[Segmentation mask data]
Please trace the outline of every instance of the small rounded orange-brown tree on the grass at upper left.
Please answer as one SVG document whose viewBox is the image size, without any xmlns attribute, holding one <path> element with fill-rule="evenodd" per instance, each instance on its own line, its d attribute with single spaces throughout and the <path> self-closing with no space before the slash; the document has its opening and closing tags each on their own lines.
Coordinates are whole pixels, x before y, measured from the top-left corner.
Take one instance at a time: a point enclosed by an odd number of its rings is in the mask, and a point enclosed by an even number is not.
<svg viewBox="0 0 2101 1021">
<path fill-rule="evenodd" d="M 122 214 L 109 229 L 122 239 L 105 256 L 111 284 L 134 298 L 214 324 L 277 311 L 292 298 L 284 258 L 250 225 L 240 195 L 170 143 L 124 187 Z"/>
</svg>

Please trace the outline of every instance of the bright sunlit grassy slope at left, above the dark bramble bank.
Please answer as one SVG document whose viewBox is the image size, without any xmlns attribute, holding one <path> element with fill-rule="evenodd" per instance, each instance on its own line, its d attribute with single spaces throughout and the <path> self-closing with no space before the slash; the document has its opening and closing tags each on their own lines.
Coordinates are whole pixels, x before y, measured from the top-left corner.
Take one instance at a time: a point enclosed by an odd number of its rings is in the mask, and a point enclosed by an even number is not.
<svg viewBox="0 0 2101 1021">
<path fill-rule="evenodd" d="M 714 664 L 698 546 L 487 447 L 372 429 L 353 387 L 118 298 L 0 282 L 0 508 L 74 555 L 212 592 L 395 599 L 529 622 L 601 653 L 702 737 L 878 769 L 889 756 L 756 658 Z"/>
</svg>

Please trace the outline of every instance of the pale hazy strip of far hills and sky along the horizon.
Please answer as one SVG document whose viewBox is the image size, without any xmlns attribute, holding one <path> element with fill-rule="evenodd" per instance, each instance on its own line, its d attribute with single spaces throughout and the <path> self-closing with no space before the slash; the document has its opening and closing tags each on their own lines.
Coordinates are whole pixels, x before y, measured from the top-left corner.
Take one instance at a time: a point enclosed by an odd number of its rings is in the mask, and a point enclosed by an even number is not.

#### Instructions for the task
Among the records, find the lines that contain "outline" and copy each of them.

#### Solution for this problem
Please trace the outline of every instance of the small rounded orange-brown tree on the grass at upper left.
Please trace the outline of every instance of the bright sunlit grassy slope at left, above the dark bramble bank.
Please trace the outline of every instance of the pale hazy strip of far hills and sky along the horizon.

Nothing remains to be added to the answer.